◆ **Work required**: Would you transcribe the whole listing exactly, minus its pictures?
BEGIN
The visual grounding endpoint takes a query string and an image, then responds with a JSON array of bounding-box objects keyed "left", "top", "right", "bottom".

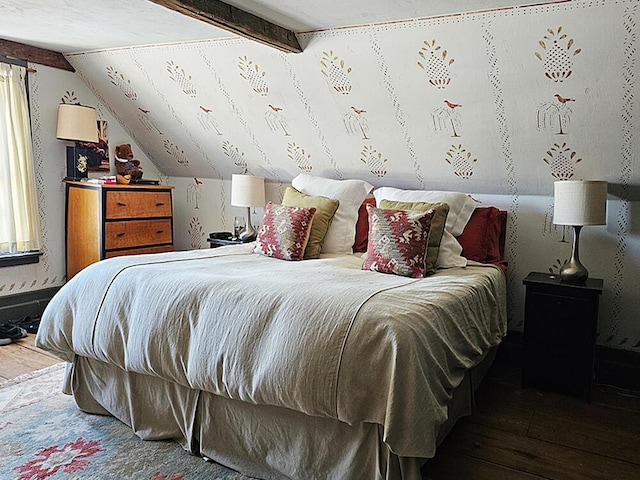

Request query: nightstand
[
  {"left": 207, "top": 238, "right": 243, "bottom": 248},
  {"left": 522, "top": 272, "right": 603, "bottom": 402}
]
END
◆ **Written solution**:
The visual grounding endpoint takes a query string and an image, then responds with a JSON array of bounding-box objects keyed "left", "top", "right", "bottom".


Request query: nightstand
[
  {"left": 207, "top": 238, "right": 243, "bottom": 248},
  {"left": 522, "top": 272, "right": 603, "bottom": 402}
]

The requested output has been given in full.